Please restate the following records word for word.

### Source material:
━━━━━━━━━━

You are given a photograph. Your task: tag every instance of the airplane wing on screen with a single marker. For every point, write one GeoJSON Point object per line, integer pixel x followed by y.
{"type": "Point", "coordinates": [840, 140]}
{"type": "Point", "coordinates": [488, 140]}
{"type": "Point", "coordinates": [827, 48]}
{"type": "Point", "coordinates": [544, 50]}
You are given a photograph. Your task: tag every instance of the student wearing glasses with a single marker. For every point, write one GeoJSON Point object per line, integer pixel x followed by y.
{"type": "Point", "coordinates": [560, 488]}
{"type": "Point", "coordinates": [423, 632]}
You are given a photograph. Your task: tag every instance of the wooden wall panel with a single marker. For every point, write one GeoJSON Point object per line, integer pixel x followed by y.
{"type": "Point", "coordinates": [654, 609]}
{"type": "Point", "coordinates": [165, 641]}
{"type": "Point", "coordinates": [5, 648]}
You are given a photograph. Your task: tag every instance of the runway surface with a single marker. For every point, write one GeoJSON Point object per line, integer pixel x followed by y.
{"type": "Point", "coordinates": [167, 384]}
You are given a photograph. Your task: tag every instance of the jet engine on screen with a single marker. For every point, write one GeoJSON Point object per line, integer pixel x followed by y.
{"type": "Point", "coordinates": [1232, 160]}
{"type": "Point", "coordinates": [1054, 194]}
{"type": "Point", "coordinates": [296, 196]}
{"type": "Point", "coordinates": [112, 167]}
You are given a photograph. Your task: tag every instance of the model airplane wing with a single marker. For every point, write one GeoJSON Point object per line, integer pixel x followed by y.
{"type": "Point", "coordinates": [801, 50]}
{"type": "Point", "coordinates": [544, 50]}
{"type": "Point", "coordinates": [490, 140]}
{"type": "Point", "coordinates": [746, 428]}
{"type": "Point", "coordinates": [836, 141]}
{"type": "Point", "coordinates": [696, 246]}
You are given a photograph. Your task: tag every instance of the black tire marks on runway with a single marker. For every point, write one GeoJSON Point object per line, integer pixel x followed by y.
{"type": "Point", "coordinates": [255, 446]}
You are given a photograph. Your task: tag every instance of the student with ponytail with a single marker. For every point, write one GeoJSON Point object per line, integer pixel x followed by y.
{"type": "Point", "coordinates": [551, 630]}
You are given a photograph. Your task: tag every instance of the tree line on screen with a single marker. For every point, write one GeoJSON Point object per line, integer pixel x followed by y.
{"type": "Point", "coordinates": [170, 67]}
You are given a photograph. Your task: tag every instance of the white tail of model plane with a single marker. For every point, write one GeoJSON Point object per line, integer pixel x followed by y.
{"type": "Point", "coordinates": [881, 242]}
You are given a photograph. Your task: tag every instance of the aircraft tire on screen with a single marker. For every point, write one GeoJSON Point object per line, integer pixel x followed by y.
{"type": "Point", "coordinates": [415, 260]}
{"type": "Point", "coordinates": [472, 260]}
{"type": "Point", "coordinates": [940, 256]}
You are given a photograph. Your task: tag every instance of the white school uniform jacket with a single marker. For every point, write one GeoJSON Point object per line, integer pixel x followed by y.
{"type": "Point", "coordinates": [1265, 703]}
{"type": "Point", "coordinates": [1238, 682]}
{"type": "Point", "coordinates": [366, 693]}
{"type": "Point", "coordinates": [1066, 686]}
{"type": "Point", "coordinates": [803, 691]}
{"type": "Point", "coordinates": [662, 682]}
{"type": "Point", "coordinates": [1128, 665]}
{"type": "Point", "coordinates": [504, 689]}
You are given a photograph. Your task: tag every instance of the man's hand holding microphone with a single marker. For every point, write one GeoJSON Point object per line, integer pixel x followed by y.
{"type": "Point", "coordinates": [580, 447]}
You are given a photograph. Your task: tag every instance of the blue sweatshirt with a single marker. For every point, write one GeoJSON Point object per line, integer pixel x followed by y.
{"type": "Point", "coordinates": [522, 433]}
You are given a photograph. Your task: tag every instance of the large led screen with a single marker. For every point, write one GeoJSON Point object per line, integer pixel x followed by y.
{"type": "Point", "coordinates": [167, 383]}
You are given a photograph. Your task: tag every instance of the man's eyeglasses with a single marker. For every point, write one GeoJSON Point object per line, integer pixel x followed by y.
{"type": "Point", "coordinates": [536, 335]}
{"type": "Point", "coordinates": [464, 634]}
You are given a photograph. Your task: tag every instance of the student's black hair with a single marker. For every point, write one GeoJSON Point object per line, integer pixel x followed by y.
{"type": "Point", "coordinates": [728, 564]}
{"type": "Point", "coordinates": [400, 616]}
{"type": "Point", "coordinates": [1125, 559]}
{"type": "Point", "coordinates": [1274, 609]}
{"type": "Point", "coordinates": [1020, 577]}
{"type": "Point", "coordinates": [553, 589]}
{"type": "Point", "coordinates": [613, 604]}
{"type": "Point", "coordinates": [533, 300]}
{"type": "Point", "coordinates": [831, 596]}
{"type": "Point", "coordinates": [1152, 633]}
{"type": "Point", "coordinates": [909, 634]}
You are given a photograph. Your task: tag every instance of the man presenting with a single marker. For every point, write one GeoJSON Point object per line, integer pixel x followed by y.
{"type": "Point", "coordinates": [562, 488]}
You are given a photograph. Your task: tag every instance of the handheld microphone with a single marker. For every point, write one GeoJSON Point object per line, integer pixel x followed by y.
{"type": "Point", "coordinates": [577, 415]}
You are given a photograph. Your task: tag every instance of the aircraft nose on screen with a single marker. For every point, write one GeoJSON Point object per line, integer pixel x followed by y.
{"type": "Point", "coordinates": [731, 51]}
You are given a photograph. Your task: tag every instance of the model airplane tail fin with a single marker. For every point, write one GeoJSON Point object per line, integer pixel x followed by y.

━━━━━━━━━━

### Written solution:
You are given a photograph. Your task: tag every instance of the airplane wing on screen with a single marker. For every point, write one GeoJSON Point object per line, integer pixel x followed by y.
{"type": "Point", "coordinates": [840, 140]}
{"type": "Point", "coordinates": [488, 140]}
{"type": "Point", "coordinates": [827, 48]}
{"type": "Point", "coordinates": [544, 50]}
You are given a photograph. Your task: tag every instance of the student wearing glasses with a single marker. For every point, write one GeoJSON Point object per line, integer pixel x followed by y.
{"type": "Point", "coordinates": [560, 488]}
{"type": "Point", "coordinates": [423, 632]}
You are given a photograph. Your task: tag every instance of the wooden wall panel with a single marker. For every point, write one GeoJSON Point object per line, integer pixel x followed by y.
{"type": "Point", "coordinates": [654, 609]}
{"type": "Point", "coordinates": [165, 641]}
{"type": "Point", "coordinates": [5, 648]}
You are given a photograph. Your task: tag every instance of the runway surface with a single marker. For every point, write one GeoJSON Point object per line, integer pixel x followed by y.
{"type": "Point", "coordinates": [167, 384]}
You are given a photograph. Your task: tag every instance of the jet engine on screen with a single marker. For every point, write one GeoJSON Point object per line, integer pixel x followed by y.
{"type": "Point", "coordinates": [1232, 160]}
{"type": "Point", "coordinates": [1054, 194]}
{"type": "Point", "coordinates": [296, 196]}
{"type": "Point", "coordinates": [112, 167]}
You are given a photograph. Your task: tag every instance of the model airplane wing with a single marker. For every point, write one GeoJSON Point object per line, integer pixel x followed by y.
{"type": "Point", "coordinates": [801, 50]}
{"type": "Point", "coordinates": [544, 50]}
{"type": "Point", "coordinates": [490, 140]}
{"type": "Point", "coordinates": [746, 428]}
{"type": "Point", "coordinates": [836, 141]}
{"type": "Point", "coordinates": [696, 246]}
You are given a photograph. Your task: tag every instance of the black tire marks on runway with a single marker. For every point, write one GeoJSON Point object per line, integer pixel x followed by y.
{"type": "Point", "coordinates": [255, 446]}
You are given a photograph. Your task: tag every instance of the student with ponytail with a single marker. For every point, write one GeoJSON Point object per line, integer pixel x followed by y.
{"type": "Point", "coordinates": [551, 630]}
You are given a photograph. Your task: tag every instance of the tree line on screen with a single marker. For every point, write one GeoJSON Point object per line, integer pixel x followed by y.
{"type": "Point", "coordinates": [170, 67]}
You are given a photograph. Your task: tag every instance of the white tail of model plane with a single marker. For every point, write one GeoJSON Point object per line, integer pixel x followed by y.
{"type": "Point", "coordinates": [881, 242]}
You are given a photograph. Your task: tag every instance of the aircraft tire on screen with a single marker. For every point, write one GeoJSON Point object per line, integer pixel x followed by y.
{"type": "Point", "coordinates": [415, 260]}
{"type": "Point", "coordinates": [472, 260]}
{"type": "Point", "coordinates": [940, 256]}
You are given a photograph. Your task: tag every instance of the white school uniform jacket with a single marker. For every point, write one GeoJSON Point object per line, integer pixel x followed by y.
{"type": "Point", "coordinates": [1265, 703]}
{"type": "Point", "coordinates": [1238, 682]}
{"type": "Point", "coordinates": [366, 693]}
{"type": "Point", "coordinates": [1066, 686]}
{"type": "Point", "coordinates": [803, 691]}
{"type": "Point", "coordinates": [662, 682]}
{"type": "Point", "coordinates": [1128, 665]}
{"type": "Point", "coordinates": [504, 689]}
You are given a photograph. Your task: tag every instance of the man's hand holding microphone with a single marker. For every point, write one GeoJSON Point object per line, integer pixel x followed by y.
{"type": "Point", "coordinates": [580, 447]}
You are given a photograph. Your task: tag every instance of the blue sweatshirt with a single marker. For every point, write one GeoJSON Point object per line, integer pixel x followed by y.
{"type": "Point", "coordinates": [522, 433]}
You are given a photograph. Your task: tag every instance of the large led screen with a single marker. For every point, write one GeoJSON Point object per line, integer pixel x followed by y.
{"type": "Point", "coordinates": [167, 383]}
You are given a photograph. Your task: tag every instance of the man's eyeglasses with a single marker. For every point, write one GeoJSON Point object per line, integer pixel x followed by y.
{"type": "Point", "coordinates": [536, 335]}
{"type": "Point", "coordinates": [464, 634]}
You are given a photograph. Your task: tag every instance of the student's black hair with a single marker. For every point, write one GeoJSON Point object per line, integer pixel x followed by y.
{"type": "Point", "coordinates": [728, 564]}
{"type": "Point", "coordinates": [400, 616]}
{"type": "Point", "coordinates": [1125, 559]}
{"type": "Point", "coordinates": [1274, 609]}
{"type": "Point", "coordinates": [1020, 577]}
{"type": "Point", "coordinates": [553, 589]}
{"type": "Point", "coordinates": [613, 604]}
{"type": "Point", "coordinates": [533, 300]}
{"type": "Point", "coordinates": [831, 596]}
{"type": "Point", "coordinates": [1152, 633]}
{"type": "Point", "coordinates": [909, 634]}
You are given a photograph. Your task: tag every instance of the man presenting with a single marker. For every point, write one GeoJSON Point object per line, integer pixel x followed by y.
{"type": "Point", "coordinates": [562, 488]}
You are given a photograph. Your task: tag every instance of the handheld microphone with a single marker. For every point, write one GeoJSON Point object per line, integer pixel x followed by y.
{"type": "Point", "coordinates": [577, 415]}
You are given a photograph. Your task: tag every instance of the aircraft nose on screen with a single marker. For every point, write one GeoJSON Point object per line, integer pixel x followed by y.
{"type": "Point", "coordinates": [731, 51]}
You are given a photograph. Your task: tag every instance of the model airplane tail fin with a single marker. For every point, write one GeoJSON Point object per line, integer pixel x followed by y.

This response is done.